Document excerpt Block Start

Testing Rational Addiction: When Lifetime is Uncertain, One Lag is Enough

Wednesday, June 13, 2018: 10:40 AM
1051 - First Floor (Rollins School of Public Health)

Presenter: Davide Dragone

Co-Author: Davide Raggi

Discussant: Yasin Civelek


The Becker and Murphy (1988)’s model of rational addiction is the benchmark model to investigate addictive behavior. It predicts that current and past consumption of addictive goods are positively correlated, and that demand is sensitive to current and future prices. Since the early empirical contributions of Chaloupka (1991) and Becker et al. (1994), the rational addiction model has been tested using a Euler equation which relates consumption in three adjacent periods.

Yet, this empirical strategy is potentially problematic because the Euler equation describes a necessary condition that describes consumption paths that explode as time advances. As illustrated in Laporte et al. (2017), estimating the parameters associated to the explosive solutions of the Euler Equation may lead to unreliable estimates.

As a better alternative, we propose to test the rational addiction model using a linear first-order difference equation in which current consumption depends on past consumption. Our empirical specification is simple and it is theoretically justified using a stochastic rational addiction model where individuals have uncertain lifetime. In contrast to the Euler equation, the solution guarantees that the estimates will be stable, and it allows for estimation strategies that would otherwise be unavailable using a second-order difference specification. Moreover, it produces the same policy implications described by Becker and Murphy (1988) and popularized by the subsequent literature (see, e.g., Cawley and Ruhm, 2012). In particular, it allows to directly test for adjacent complementarity and forward looking behavior, and to show that estimating the discount rate using the Euler equation, a typical exercise in the empirical literature, is not correct. This may explain the empirical difficulties in finding reasonable and significant estimates of the discount rate, and their large variability (see Baltagi and Griffin, 2001, and Baltagi, 2007, for a discussion).

As an empirical application, we estimate the demand for smoking in the US from 1970 to 2016, showing that the estimates are consistent with the rational addiction model, although with different short and long run elasticity to prices.

Document excerpt Block End
Information given Block Start

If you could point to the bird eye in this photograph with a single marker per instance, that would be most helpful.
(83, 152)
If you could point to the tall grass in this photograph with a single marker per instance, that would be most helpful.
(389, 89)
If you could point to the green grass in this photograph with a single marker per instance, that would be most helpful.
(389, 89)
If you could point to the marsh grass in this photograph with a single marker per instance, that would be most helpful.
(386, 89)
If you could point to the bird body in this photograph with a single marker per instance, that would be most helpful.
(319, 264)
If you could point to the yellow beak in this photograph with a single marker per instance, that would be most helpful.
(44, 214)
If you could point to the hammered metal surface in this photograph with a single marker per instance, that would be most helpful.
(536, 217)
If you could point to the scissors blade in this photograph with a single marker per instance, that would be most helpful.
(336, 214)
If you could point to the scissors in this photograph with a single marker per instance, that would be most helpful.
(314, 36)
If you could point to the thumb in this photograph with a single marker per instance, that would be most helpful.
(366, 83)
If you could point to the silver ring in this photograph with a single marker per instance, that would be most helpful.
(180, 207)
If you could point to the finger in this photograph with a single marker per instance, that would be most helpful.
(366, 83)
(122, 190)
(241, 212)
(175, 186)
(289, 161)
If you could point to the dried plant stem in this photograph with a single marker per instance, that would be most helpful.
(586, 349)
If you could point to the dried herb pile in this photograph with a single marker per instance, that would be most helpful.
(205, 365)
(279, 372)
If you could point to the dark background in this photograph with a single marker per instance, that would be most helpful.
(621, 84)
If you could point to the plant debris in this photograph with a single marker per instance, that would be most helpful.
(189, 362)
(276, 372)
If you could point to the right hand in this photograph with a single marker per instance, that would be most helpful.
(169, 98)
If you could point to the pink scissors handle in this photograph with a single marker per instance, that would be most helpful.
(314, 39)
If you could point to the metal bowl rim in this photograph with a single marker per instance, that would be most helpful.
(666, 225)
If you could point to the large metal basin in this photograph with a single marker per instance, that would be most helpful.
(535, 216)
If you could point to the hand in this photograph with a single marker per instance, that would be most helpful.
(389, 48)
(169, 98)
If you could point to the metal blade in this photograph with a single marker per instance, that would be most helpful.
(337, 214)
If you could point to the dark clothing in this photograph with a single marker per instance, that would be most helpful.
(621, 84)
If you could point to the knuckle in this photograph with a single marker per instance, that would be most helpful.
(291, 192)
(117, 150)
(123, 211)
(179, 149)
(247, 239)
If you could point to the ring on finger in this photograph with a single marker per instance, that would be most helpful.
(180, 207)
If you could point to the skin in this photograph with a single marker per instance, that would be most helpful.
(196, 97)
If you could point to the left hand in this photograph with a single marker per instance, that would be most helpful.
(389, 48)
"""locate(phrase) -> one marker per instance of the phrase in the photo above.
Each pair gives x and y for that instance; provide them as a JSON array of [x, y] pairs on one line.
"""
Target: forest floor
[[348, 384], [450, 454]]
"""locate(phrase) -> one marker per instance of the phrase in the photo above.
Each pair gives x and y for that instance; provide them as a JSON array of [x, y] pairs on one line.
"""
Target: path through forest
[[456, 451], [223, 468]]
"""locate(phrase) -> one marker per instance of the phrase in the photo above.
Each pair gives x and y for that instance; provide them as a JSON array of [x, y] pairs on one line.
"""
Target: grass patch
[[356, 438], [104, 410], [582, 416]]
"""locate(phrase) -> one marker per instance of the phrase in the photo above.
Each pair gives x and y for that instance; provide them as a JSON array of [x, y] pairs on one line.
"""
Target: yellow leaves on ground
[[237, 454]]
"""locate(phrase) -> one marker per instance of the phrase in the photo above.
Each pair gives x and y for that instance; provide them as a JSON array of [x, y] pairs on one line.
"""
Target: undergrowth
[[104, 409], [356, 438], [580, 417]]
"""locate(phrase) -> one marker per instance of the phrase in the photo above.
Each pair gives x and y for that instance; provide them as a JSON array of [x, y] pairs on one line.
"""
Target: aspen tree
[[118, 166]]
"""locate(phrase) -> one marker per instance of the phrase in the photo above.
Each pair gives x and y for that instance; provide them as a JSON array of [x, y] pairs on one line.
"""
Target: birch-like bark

Information given Block End

Problems and tasks =
A – Copy the portion of the rational addiction abstract between "Presenter: Davide Dragone" and "to unreliable estimates.", inclusive.
B – In the rational addiction abstract, which years does the estimate of US smoking demand cover?

Solutions to the tasks =
A –
Presenter: Davide Dragone

Co-Author: Davide Raggi

Discussant: Yasin Civelek


The Becker and Murphy (1988)’s model of rational addiction is the benchmark model to investigate addictive behavior. It predicts that current and past consumption of addictive goods are positively correlated, and that demand is sensitive to current and future prices. Since the early empirical contributions of Chaloupka (1991) and Becker et al. (1994), the rational addiction model has been tested using a Euler equation which relates consumption in three adjacent periods.

Yet, this empirical strategy is potentially problematic because the Euler equation describes a necessary condition that describes consumption paths that explode as time advances. As illustrated in Laporte et al. (2017), estimating the parameters associated to the explosive solutions of the Euler Equation may lead to unreliable estimates.

B – 1970 to 2016.